Records supplied: Begin
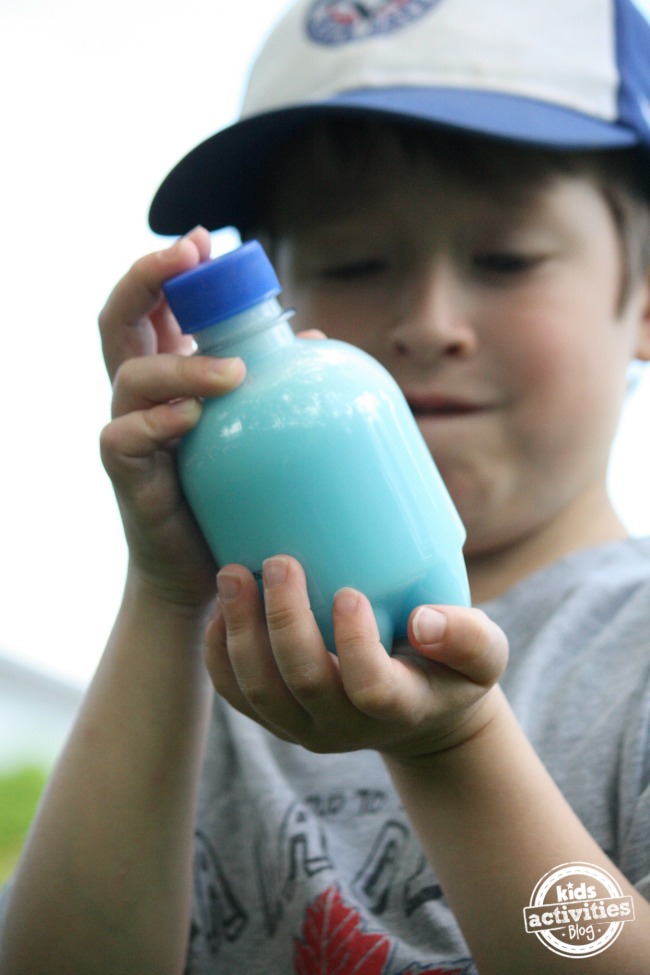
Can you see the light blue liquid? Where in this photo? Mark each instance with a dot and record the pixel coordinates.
(317, 455)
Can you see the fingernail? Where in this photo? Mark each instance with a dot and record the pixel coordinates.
(429, 625)
(187, 408)
(228, 586)
(346, 601)
(225, 368)
(275, 572)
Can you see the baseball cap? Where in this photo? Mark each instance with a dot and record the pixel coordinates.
(563, 75)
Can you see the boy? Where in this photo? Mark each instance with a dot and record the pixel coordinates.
(473, 212)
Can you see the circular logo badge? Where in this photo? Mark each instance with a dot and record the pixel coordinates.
(578, 910)
(334, 22)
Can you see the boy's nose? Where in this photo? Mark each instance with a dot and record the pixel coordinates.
(431, 319)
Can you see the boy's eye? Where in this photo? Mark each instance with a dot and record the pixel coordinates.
(352, 270)
(504, 262)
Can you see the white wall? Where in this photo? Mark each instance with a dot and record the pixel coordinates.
(36, 713)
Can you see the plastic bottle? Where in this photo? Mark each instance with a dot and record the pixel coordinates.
(315, 455)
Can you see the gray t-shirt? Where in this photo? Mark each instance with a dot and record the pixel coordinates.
(307, 863)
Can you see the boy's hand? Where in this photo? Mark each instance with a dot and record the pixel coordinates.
(274, 667)
(157, 386)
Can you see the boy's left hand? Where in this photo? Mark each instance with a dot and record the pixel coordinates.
(274, 667)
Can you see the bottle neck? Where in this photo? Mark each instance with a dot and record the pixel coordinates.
(254, 332)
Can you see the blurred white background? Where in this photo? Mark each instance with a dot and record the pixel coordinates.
(99, 101)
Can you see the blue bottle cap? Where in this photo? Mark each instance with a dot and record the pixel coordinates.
(223, 287)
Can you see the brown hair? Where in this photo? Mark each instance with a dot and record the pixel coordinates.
(505, 168)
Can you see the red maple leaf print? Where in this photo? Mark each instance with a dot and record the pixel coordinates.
(437, 970)
(334, 942)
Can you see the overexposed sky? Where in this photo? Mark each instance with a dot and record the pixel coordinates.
(99, 101)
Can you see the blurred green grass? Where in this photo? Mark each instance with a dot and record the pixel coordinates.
(20, 791)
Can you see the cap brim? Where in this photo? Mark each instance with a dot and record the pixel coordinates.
(220, 182)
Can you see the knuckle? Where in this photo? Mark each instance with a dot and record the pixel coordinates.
(280, 618)
(304, 681)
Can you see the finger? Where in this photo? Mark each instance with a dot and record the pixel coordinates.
(222, 674)
(125, 325)
(308, 669)
(259, 689)
(466, 640)
(377, 684)
(138, 435)
(148, 380)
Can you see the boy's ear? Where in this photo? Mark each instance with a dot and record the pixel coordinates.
(643, 345)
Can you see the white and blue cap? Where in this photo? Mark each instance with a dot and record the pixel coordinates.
(565, 75)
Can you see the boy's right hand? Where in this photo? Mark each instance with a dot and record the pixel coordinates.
(157, 386)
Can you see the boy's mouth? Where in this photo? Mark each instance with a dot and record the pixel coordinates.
(425, 405)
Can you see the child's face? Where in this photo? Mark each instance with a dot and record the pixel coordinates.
(499, 320)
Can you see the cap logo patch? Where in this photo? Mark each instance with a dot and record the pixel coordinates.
(334, 22)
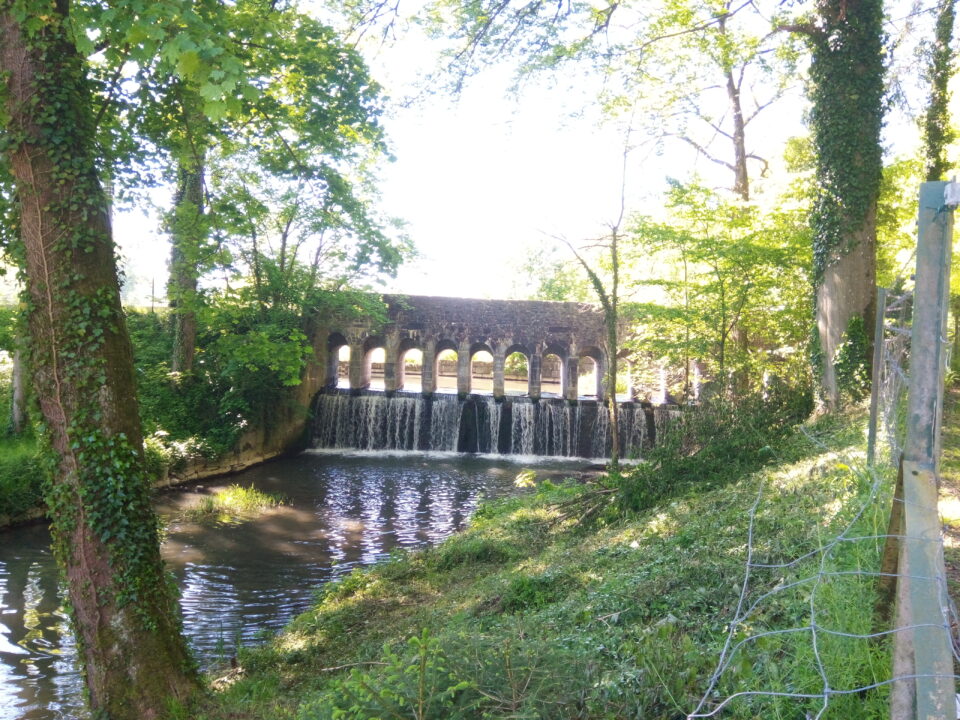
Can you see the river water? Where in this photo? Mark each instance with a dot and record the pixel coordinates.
(241, 580)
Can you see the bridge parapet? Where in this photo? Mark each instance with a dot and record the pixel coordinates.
(568, 330)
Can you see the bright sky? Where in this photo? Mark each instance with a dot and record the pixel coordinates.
(482, 179)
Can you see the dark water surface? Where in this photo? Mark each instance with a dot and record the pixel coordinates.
(240, 580)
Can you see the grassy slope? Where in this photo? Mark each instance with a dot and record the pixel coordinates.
(526, 615)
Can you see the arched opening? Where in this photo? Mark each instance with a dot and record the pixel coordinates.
(410, 369)
(343, 366)
(481, 369)
(374, 357)
(446, 369)
(551, 374)
(516, 371)
(588, 375)
(338, 367)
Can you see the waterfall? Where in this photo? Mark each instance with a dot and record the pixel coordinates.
(513, 425)
(493, 422)
(444, 423)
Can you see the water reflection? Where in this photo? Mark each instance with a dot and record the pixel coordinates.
(239, 580)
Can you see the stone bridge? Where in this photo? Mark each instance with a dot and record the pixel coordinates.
(536, 329)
Records supplied: End
Your goal: Copy the data verbatim, skipping any image it holds.

Written response:
Can you see the light blue liquid? Where in this photo? Mark each instance with a dot and record the pixel coordinates.
(317, 455)
Can you see the fingernail? Where in this photo? Mark each instance with a dot and record the pixel coordinates.
(429, 625)
(187, 408)
(228, 586)
(346, 601)
(225, 368)
(275, 572)
Can you see the baseball cap? Where in this photo? Mark each instance with a dot and record the pixel coordinates.
(563, 75)
Can you see the boy? Where in this photo? Mark each instance with a dot and record the pixel coordinates.
(473, 212)
Can you see the circular logo badge? Where in this photo? Mark each instance with a dot and record the pixel coordinates.
(578, 910)
(334, 22)
Can you see the boy's nose? Where in this photo? Mark each instance with a dot and record the pixel coordinates.
(431, 319)
Can you see the boy's eye? Where in this photo? Mark each instance with a dot and record the pixel coordinates.
(352, 270)
(504, 262)
Can you see the white wall? Where in this photo? Mark each instance with a dot and record the pixel coordinates.
(36, 713)
Can you see the plastic bottle? Where in this photo? Mark each instance with a dot and record the pixel coordinates.
(315, 455)
Can you see the gray t-shirt? Where in this photo? Mark each instance with a dot and record the pixel coordinates.
(307, 863)
Can you see the boy's hand? Where in this photo? Mark each instance with a dot and record the pixel coordinates.
(274, 667)
(157, 386)
Can you see the boy's left hand? Where in this photo? Mark each instance with a dot and record the pixel coordinates.
(274, 667)
Can you see the bottle neck? Where in this photo? Mark each instance with a dot and record the pixel coordinates.
(254, 332)
Can you see the blurred white background? Where in this photo? Mark each instance with a dot and record the pixel coordinates.
(99, 101)
Can you see the blue bottle cap? Where in this photo? Mark each instance with a dot and record the pixel coordinates.
(223, 287)
Can you see the brown hair? Where in this photo? Mark each instance with a dot and record the pixel coordinates.
(505, 168)
Can you see the red maple leaf print? Where in this photo? Mark each instance with a dot and record the pixel coordinates.
(437, 970)
(334, 942)
Can you see the overexposed sky? Where in this photo? Mark each instance with a dot and record the pixel coordinates.
(99, 101)
Can you see the blurred green grass? Where in this photo? Mark each instance with a dot and record the pixel coordinates.
(20, 791)
Can you see the cap brim? Where in this photo? Mark each instance with a dot and record the pixel coordinates.
(220, 182)
Can you see the knuckle? Where in this photo? Mark each instance with a dot and record the pixel coordinates.
(280, 618)
(304, 681)
Can you see the finger? Where in this photo? Mark each instance with a dot and record the pixel coordinates.
(222, 674)
(125, 325)
(308, 669)
(259, 689)
(466, 640)
(377, 684)
(138, 435)
(148, 380)
Can you see the boy's ear? Where in this photo? Mark each instance with a dot and record the pixel coordinates.
(643, 345)
Can you see the white and blue cap? Where in this photo? Mark each instance with a dot and record the pixel coordinates.
(565, 75)
Can you see the boy's right hand? Where in this photo? Mark each instance with a dot and record the pixel coordinates.
(157, 386)
Can you see the boy's mouth? Where in this photo? Mark each instance with a dot and record the pixel coordinates.
(425, 405)
Can you see the child's face? Where in this photo? Mark each instance with a dot and record the pixel coordinates.
(499, 320)
Can you see the cap logo patch? Where in this photo? Mark each instance with a dot and record the pixel coordinates.
(334, 22)
Can you see the river water? Where in this photo? Mark each instance with a dot and record the pixel coordinates.
(241, 580)
Can you see the bridge parapet? Where in this photo? Mark each instance with a dot and record the pixel coordinates.
(568, 330)
Can you see the bright sky? Where in this photo? Mark each instance with a dot and record the pixel coordinates.
(482, 179)
Can you see the dark water surface? Where in this photo? Mark each instance with a dot and record the pixel coordinates.
(240, 580)
Can you see the grassy slope? Where in this photo? Mark each instance with a dot and record the pixel coordinates.
(526, 615)
Can you see the arched opening? Where in this photo? Mark each instance with a dot and record the pixel coordinates.
(410, 369)
(343, 366)
(481, 369)
(374, 357)
(446, 369)
(551, 374)
(516, 371)
(588, 375)
(338, 367)
Can you see the waterfall? Where in this photo? Mark each instance with a dot and record the pixel coordinates.
(513, 425)
(493, 422)
(444, 423)
Can you see the water reflection? Where in this photo? Mark each instance with a dot and record the pixel coordinates.
(239, 580)
Can you see the stone bridge? Where in this photo? Mark each instance with a dot and record the pixel coordinates.
(536, 329)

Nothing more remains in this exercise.